### CHECK YOUR UNDERSTANDING
[1] From the trace facility text below, list each thing the user can also do with the stream of events besides determining the minimum, maximum, and average time for task A.
[2] Pick up the trace facility text below from its final sentence and continue it.

### EXCERPTED TEXT
★ ★ ★

Performance Management Guide

Understanding the Trace Facility

The trace facility is more flexible than traditional system-monitor services that access and present statistics maintained by the system. It does not presuppose what statistics will be needed, instead, trace supplies a stream of events and allows the user to decide what information to extract. With traditional monitor services, data reduction (conversion of system events to statistics) is largely coupled to the system instrumentation. For example, many systems maintain the minimum, maximum, and average elapsed time observed for executions of task A and permit this information to be extracted.

The trace facility does not strongly couple data reduction to instrumentation, but provides a stream of trace event records (usually abbreviated to events). It is not necessary to decide in advance what statistics will be needed; data reduction is to a large degree separated from the instrumentation. The user may choose to determine the minimum, maximum, and average time for task A from the flow of events. But it is also possible to:

Extract the average time for task A when called by process B
Extract the average time for task A when conditions XYZ are met
Calculate the standard deviation of run time for task A
Decide that some other task, recognized by a stream of events, is more meaningful to summarize.

This flexibility is invaluable for diagnosing performance or functional problems.

In addition to providing detailed information about system activity, the trace facility allows application programs to be instrumented and their trace events collected in addition to system events. The trace file then contains a complete record of the application and system activity, in the correct sequence and with precise time stamps.

Implementation

A trace hook is a specific event that is to be monitored. A unique number is assigned to that event called a hook ID. The trace command monitors these hooks.

★ ★ ★

### PROVIDED INFORMATION
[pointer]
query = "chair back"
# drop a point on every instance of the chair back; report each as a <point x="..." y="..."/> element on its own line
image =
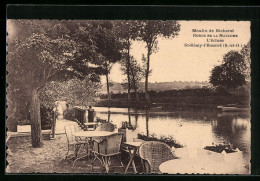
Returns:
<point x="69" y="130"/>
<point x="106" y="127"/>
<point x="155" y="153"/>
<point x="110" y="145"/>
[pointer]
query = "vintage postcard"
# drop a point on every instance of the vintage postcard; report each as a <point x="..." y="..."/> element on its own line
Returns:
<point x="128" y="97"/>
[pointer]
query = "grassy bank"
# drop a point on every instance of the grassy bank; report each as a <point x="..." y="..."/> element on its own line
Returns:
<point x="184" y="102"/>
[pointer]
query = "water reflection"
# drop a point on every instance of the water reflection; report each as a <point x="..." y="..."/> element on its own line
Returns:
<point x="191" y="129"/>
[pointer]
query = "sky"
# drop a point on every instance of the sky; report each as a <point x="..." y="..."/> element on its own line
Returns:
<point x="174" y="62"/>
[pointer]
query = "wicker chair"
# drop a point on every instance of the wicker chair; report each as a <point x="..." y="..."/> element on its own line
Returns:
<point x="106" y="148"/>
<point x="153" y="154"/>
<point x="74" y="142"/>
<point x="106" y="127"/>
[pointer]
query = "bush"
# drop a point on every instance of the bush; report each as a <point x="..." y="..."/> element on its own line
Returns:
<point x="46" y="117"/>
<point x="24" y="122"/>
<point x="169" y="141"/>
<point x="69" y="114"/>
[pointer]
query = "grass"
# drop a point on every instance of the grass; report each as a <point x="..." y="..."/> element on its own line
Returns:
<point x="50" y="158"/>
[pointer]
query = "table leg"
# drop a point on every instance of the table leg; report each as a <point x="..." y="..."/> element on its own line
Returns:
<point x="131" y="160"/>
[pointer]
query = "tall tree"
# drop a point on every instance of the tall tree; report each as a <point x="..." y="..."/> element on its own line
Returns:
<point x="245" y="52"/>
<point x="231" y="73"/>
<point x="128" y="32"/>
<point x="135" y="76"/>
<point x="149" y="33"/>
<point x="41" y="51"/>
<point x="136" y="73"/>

★ ★ ★

### WRITTEN RESPONSES
[1]
- Extract the average time for task A when called by process B
- Extract the average time for task A when conditions XYZ are met
- Calculate the standard deviation of run time for task A
- Decide that some other task, recognized by a stream of events, is more meaningful to summarize

[2]
The trace command generates statistics on user processes and kernel subsystems. The binary information is written to two alternate buffers in memory. The trace process then transfers the information to the trace log file on disk. This file grows very rapidly. The trace program runs as a process which may be monitored by the ps command. The trace command acts as a daemon, similar to accounting.

The following figure illustrates the implementation of the trace facility.

Figure 12-1. Implementation of the Trace Facility. This illustration shows the trace process. In this process, the user process (kernel subsystems) sends trace hook calls to trace buffers labled A and B. From the buffers, they pass through the trace driver and on to the trace log file of the user kernel.

Monitoring facilities use system resources. Ideally, the overhead should be low enough as to not significantly affect system execution. When the trace program is active, the CPU overhead is less than 2 percent. When the trace data fills the buffers and must be written to the log, additional CPU is required for file I/O. Usually this is less than 5 percent. Because the trace program claims and pins buffer space, if the environment is memory-constrained, this might be significant. Be aware that the trace log and report files can become very large.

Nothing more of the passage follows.